- Short exercise -
State how many lines in the entries below contain the string "house", treating case as significant. Reply with the number alone.

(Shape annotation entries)
----
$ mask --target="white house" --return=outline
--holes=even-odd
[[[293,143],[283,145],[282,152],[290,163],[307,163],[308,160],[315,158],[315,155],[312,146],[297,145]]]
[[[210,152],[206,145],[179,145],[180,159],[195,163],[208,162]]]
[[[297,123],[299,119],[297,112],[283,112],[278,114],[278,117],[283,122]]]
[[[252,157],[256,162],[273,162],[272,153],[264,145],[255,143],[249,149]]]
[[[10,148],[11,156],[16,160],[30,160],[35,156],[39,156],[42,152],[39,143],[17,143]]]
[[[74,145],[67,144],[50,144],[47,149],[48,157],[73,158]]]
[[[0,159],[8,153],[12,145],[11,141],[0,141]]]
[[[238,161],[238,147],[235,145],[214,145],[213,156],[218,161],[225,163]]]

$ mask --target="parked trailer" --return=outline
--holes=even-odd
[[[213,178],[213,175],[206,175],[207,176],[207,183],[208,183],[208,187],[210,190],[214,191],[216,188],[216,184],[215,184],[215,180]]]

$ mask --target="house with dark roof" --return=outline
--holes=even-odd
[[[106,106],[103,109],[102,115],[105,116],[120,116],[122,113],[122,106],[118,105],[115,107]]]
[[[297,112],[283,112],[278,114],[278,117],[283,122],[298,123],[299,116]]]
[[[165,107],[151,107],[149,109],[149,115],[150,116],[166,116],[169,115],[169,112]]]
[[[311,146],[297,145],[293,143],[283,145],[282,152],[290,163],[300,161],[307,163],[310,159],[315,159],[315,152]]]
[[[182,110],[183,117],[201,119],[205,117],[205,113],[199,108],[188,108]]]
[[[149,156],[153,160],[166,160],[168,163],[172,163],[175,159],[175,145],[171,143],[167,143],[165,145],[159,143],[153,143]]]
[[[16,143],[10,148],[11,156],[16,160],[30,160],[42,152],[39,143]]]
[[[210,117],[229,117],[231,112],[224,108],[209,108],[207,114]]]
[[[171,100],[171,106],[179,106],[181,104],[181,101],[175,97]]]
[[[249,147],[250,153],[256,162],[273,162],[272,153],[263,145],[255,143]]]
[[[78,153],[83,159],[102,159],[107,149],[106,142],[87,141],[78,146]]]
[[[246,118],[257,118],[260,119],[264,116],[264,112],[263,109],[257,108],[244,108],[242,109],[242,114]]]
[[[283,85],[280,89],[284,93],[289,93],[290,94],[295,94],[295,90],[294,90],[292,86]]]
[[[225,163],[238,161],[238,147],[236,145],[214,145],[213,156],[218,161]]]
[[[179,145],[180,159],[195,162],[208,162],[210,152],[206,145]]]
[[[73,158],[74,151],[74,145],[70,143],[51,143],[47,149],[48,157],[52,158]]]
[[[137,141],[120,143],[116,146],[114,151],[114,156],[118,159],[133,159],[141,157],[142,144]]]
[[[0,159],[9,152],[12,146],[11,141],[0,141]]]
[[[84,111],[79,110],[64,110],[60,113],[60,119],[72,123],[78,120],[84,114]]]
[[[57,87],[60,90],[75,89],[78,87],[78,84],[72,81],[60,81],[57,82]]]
----
- Exercise answer -
2